(Excerpts from a location annotation dataset)
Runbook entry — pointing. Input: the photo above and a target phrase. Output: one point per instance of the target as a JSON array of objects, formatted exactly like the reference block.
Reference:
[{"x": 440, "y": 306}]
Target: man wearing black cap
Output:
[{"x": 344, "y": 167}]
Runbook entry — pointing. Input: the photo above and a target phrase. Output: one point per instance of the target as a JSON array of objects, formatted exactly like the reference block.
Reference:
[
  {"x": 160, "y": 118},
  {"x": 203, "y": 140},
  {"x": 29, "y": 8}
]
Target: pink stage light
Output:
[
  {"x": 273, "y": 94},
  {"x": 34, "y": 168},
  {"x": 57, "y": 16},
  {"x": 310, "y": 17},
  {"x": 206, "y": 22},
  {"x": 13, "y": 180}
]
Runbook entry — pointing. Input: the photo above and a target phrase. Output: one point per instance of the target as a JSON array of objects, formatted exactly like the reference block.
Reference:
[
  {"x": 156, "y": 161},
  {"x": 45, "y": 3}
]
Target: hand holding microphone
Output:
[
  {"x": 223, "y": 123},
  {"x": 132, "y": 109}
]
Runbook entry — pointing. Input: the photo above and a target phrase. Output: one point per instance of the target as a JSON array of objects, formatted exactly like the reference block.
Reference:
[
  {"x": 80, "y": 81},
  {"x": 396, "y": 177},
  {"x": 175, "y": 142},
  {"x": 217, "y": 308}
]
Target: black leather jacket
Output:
* * *
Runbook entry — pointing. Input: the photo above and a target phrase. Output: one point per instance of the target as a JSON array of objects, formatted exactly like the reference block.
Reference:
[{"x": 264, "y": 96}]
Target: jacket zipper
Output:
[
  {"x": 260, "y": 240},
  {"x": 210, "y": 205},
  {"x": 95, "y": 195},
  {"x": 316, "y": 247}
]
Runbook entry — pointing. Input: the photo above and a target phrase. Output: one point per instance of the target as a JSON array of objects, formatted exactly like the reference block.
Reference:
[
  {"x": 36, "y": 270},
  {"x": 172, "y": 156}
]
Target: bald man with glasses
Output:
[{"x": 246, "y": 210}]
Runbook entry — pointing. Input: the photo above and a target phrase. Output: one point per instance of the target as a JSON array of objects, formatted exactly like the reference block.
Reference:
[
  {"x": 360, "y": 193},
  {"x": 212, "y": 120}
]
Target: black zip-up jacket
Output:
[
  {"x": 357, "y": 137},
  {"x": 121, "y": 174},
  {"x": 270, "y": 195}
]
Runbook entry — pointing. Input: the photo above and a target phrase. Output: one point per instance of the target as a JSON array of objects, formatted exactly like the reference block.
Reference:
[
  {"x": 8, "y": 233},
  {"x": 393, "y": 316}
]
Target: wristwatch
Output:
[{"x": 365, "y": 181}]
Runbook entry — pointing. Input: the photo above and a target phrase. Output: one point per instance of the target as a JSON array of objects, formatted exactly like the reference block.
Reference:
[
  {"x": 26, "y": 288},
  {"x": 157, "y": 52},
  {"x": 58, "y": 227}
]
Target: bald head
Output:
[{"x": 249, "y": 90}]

JOB —
Find every line in the records above that contains the word "bald", treating uppercase and lowercase as different, and copy each of those lines.

TASK RESULT —
Target: bald man with glasses
Target: bald head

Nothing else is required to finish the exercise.